**练习说明:**
把下面这篇 DataX KafkaWriter 插件文档从头到尾原样打印出来。

**文档部分:**
————————
DataX KafkaWriter 插件文档

最近学习使用datax工具, 发现阿里官方提供并没有kafkawriter插件,于是自己写了一个
该插件主要借鉴:datax插件开发宝典 然后在基础上改造

源码:https://gitee.com/mjlfto/dataX/tree/master/kafkawriter

1 快速介绍

KakfaWriter提供向kafka中指定topic写数据。

2 功能与限制

目前kafkaWriter支持向单个topic中写入文本类型数据或者json格式数据

3 功能说明

3.1 配置样例

{  
   "job":{  
      "setting":{  
         "speed":{  
            "channel":1
         }
      },
      "content":[  
         {  
            "reader":{  
               "name":"oraclereader",
               "parameter":{  
                  "username":"zkcj",
                  "password":"zkcj2018",
                  "connection":[  
                     {  
                        "jdbcUrl":[  
                           "jdbc:oracle:thin:@10.1.20.169:1521:GYJG"
                        ],
                        "querySql":[  
                           "select * from VM_DRV_PREASIGN_A"
————————
**数据部分:**
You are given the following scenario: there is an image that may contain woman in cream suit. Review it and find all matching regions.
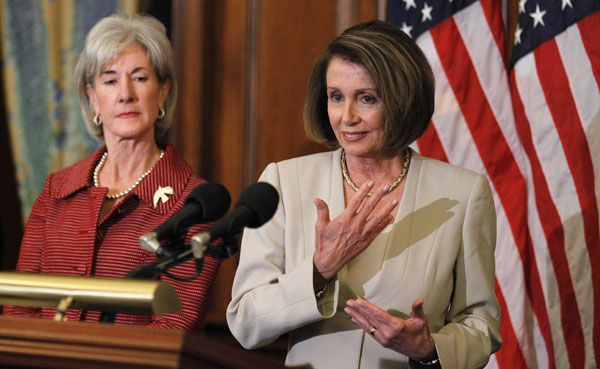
————————
**完整答案:**
DataX KafkaWriter 插件文档

最近学习使用datax工具, 发现阿里官方提供并没有kafkawriter插件,于是自己写了一个
该插件主要借鉴:datax插件开发宝典 然后在基础上改造

源码:https://gitee.com/mjlfto/dataX/tree/master/kafkawriter

1 快速介绍

KakfaWriter提供向kafka中指定topic写数据。

2 功能与限制

目前kafkaWriter支持向单个topic中写入文本类型数据或者json格式数据

3 功能说明

3.1 配置样例

{  
   "job":{  
      "setting":{  
         "speed":{  
            "channel":1
         }
      },
      "content":[  
         {  
            "reader":{  
               "name":"oraclereader",
               "parameter":{  
                  "username":"zkcj",
                  "password":"zkcj2018",
                  "connection":[  
                     {  
                        "jdbcUrl":[  
                           "jdbc:oracle:thin:@10.1.20.169:1521:GYJG"
                        ],
                        "querySql":[  
                           "select * from VM_DRV_PREASIGN_A"